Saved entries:
start
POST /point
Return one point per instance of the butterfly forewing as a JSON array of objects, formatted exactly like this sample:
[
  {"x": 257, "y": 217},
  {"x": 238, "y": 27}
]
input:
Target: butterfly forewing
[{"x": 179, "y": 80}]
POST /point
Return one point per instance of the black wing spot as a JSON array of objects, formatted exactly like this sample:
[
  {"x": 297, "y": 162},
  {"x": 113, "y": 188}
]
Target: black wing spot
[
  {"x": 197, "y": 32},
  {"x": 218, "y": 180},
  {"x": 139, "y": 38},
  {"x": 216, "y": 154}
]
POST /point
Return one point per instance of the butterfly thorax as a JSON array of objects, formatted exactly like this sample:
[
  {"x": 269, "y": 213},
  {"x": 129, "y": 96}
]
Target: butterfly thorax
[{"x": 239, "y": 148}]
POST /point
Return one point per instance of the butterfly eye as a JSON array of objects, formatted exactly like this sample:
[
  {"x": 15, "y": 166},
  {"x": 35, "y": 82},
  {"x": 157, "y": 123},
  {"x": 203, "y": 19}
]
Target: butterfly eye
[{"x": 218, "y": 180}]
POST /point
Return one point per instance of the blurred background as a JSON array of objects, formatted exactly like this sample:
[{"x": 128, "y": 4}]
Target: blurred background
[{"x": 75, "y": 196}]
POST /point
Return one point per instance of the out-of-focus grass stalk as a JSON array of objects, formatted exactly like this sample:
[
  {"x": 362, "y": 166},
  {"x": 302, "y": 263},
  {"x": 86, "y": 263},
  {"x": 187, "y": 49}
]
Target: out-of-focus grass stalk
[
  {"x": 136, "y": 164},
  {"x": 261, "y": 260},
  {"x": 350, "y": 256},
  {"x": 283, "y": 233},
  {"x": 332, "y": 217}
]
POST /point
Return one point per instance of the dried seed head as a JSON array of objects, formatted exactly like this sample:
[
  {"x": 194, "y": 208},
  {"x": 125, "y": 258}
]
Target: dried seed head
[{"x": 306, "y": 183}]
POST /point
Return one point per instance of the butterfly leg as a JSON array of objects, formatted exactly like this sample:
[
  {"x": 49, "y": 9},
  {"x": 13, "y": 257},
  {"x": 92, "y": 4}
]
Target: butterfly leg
end
> [Exercise]: Repeat the entries shown above, every one, word for word.

> [Solution to this exercise]:
POST /point
Return one point per instance of the butterfly forewing as a JSON array of objects, formatted exactly like this sample:
[
  {"x": 257, "y": 217},
  {"x": 238, "y": 27}
]
input:
Target: butterfly forewing
[{"x": 179, "y": 80}]
POST /point
Return one point per instance of the black wing spot as a JSON array of objects, formatted exactly like this sample:
[
  {"x": 297, "y": 162},
  {"x": 113, "y": 188}
]
Target: black wing spot
[
  {"x": 197, "y": 32},
  {"x": 218, "y": 180},
  {"x": 139, "y": 38},
  {"x": 216, "y": 154}
]
POST /point
Return one point per instance of the butterfly thorax as a JSON array of objects, formatted exactly like this sample:
[
  {"x": 269, "y": 213},
  {"x": 129, "y": 96}
]
Target: butterfly thorax
[{"x": 239, "y": 148}]
POST /point
Return one point per instance of the butterfly eye as a JSON array of objects, formatted exactly like this sample:
[
  {"x": 15, "y": 166},
  {"x": 35, "y": 82},
  {"x": 157, "y": 123},
  {"x": 203, "y": 19}
]
Target: butterfly eye
[{"x": 218, "y": 180}]
POST /point
Return one point per instance of the blurred background as a JSON array of objects, formatted exactly like this sample:
[{"x": 128, "y": 4}]
Target: blurred background
[{"x": 75, "y": 196}]
POST /point
Return one point per instance of the out-of-focus grass stalk as a JSON array of objects, formatted exactly like this sample:
[
  {"x": 362, "y": 166},
  {"x": 302, "y": 263},
  {"x": 86, "y": 263},
  {"x": 187, "y": 49}
]
Target: out-of-focus grass stalk
[
  {"x": 136, "y": 164},
  {"x": 261, "y": 260},
  {"x": 350, "y": 256},
  {"x": 283, "y": 233},
  {"x": 332, "y": 217}
]
POST /point
Return one point per instance of the dried seed head as a JSON array of objects, formatted exactly like this sample:
[
  {"x": 194, "y": 208},
  {"x": 125, "y": 258}
]
Target: dried seed head
[{"x": 306, "y": 183}]
POST /point
Return one point per instance of the butterfly leg as a JSON array of objects, formatted exactly like this sample:
[
  {"x": 49, "y": 9},
  {"x": 13, "y": 257},
  {"x": 92, "y": 4}
]
Target: butterfly leg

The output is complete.